■ **Problem description**:
Print, in exact form, the lines below from the one containing "Search the above image for: man" through the one containing "Search the above image for: yellow emergency", and omit all others.

(Extracted records)
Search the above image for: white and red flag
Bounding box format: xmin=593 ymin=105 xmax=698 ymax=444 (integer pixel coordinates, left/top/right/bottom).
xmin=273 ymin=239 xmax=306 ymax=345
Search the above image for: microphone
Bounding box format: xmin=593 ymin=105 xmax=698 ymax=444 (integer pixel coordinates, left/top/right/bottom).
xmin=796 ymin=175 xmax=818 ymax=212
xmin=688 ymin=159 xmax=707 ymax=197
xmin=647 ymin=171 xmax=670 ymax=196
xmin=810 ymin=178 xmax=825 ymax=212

---

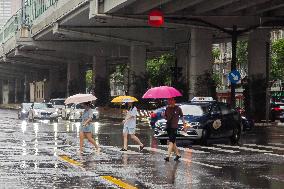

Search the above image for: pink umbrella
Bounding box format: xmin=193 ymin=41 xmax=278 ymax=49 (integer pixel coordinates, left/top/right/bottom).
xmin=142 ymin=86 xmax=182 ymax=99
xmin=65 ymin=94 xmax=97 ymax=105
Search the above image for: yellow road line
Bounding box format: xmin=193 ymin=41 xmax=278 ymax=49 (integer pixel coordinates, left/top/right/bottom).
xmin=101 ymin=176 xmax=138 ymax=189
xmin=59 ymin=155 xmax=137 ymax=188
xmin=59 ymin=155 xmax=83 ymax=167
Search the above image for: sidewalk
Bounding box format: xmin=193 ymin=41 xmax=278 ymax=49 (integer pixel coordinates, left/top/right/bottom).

--

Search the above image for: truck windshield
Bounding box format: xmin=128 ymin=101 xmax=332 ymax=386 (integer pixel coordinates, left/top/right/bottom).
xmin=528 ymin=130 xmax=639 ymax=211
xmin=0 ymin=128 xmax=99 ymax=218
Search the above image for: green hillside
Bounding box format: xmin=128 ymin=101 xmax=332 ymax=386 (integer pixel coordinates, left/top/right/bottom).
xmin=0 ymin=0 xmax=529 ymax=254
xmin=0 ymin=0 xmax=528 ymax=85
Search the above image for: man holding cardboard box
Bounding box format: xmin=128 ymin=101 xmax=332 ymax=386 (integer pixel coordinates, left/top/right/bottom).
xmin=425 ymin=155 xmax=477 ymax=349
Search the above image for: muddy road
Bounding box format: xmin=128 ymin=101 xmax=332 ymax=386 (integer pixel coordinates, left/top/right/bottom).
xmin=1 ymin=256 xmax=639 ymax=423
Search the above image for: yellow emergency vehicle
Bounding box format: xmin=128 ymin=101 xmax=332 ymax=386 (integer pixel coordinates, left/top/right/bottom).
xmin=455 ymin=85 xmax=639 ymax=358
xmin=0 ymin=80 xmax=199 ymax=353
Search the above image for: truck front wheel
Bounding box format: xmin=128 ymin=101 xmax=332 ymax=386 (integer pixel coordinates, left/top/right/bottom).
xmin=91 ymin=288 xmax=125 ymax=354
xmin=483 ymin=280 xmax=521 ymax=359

■ **Solution to this problem**:
Search the above image for: man holding cardboard box
Bounding box format: xmin=128 ymin=101 xmax=332 ymax=386 (integer pixel coordinates, left/top/right/bottom).
xmin=425 ymin=155 xmax=477 ymax=349
Search the above image for: muddy road
Bounding box format: xmin=128 ymin=101 xmax=332 ymax=386 (integer pixel coordinates, left/top/right/bottom).
xmin=1 ymin=256 xmax=639 ymax=423
Search the above image for: yellow emergency vehicle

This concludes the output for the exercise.